* _Assignment_: Below are records; give the number of their lines that hold the word "then", and write nothing more.

* _Available data_:
.....

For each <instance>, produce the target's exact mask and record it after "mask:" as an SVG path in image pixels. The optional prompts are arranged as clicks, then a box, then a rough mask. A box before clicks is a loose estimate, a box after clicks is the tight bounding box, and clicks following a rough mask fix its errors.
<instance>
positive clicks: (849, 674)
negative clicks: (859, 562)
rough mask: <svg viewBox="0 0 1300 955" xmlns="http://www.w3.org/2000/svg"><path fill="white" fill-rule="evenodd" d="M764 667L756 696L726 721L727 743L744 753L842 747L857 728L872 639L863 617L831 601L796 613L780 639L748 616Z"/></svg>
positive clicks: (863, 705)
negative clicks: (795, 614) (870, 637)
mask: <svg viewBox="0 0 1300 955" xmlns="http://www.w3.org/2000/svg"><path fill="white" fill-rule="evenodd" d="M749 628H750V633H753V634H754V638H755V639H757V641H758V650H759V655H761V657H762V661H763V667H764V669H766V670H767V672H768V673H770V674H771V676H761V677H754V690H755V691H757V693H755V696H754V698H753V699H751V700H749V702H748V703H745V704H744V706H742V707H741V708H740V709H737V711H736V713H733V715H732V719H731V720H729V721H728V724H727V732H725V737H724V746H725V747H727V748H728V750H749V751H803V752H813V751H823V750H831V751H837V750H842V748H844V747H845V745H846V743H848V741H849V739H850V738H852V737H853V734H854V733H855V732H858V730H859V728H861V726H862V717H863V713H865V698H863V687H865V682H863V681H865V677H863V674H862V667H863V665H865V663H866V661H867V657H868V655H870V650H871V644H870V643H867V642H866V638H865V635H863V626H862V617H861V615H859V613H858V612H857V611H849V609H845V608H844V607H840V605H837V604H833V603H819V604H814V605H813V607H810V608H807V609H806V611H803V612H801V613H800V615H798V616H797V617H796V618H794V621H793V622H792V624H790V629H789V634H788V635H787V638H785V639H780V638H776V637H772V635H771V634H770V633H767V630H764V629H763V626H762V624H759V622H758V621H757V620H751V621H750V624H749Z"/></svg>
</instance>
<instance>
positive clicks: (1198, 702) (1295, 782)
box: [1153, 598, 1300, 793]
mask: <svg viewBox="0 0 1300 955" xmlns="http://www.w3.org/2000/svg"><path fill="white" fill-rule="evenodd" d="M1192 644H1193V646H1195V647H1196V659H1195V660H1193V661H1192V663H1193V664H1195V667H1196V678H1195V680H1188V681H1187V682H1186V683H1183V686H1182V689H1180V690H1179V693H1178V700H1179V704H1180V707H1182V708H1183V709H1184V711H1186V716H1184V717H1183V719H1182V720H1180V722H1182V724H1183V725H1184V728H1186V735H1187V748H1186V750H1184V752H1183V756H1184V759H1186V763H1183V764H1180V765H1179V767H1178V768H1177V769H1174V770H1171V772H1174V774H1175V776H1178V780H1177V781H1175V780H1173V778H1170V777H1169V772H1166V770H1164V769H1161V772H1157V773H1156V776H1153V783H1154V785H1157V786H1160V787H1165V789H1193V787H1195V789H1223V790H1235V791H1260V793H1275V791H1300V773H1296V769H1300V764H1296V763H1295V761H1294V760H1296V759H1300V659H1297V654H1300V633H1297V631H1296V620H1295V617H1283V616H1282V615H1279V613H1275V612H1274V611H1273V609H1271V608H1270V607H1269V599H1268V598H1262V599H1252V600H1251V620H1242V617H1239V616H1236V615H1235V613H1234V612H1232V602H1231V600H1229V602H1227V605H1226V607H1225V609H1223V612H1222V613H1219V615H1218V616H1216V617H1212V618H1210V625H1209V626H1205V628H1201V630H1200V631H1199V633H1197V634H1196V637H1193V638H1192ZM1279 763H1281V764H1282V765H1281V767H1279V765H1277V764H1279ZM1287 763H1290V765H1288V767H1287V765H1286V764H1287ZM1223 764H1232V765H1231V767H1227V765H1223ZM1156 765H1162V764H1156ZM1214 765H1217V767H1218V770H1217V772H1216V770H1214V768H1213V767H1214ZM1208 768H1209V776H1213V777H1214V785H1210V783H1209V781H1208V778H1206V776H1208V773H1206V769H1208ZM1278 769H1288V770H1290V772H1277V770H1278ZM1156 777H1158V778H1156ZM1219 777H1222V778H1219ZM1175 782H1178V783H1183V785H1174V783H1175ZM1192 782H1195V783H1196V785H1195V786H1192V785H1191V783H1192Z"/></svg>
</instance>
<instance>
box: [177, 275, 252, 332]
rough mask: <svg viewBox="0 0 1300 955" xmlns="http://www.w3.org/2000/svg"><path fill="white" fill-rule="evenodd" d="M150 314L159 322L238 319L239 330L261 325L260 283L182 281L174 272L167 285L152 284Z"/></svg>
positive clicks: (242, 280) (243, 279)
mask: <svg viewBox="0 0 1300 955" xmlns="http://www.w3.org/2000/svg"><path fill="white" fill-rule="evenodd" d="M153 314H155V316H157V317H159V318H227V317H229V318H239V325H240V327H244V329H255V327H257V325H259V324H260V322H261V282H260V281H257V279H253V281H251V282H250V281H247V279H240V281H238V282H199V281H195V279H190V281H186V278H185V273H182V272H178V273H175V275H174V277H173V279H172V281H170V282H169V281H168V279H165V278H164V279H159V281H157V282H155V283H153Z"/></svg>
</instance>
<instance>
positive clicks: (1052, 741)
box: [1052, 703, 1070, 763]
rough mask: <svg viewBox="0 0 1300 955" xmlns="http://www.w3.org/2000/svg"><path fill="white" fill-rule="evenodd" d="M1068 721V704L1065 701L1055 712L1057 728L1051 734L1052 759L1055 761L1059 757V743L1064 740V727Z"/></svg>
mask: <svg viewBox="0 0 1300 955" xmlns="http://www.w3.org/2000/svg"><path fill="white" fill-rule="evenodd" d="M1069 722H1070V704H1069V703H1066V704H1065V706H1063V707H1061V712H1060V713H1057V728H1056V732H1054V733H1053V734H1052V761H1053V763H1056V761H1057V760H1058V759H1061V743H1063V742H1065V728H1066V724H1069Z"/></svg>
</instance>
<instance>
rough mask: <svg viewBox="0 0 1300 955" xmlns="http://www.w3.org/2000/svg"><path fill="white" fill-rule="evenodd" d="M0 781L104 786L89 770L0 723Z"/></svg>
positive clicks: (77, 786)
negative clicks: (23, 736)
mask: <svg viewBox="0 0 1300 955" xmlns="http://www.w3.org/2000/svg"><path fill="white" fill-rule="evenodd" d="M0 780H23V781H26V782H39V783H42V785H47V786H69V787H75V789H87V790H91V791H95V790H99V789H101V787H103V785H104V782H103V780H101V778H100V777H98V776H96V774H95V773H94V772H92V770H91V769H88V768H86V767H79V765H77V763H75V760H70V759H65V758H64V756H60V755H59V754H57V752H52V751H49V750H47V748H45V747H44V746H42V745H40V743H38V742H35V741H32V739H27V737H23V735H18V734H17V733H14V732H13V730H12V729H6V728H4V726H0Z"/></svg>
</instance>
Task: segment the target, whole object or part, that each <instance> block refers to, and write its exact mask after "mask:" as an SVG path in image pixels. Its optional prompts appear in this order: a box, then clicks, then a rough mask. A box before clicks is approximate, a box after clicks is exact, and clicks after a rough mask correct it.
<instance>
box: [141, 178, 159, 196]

.....

* _Solution for this exercise_: 2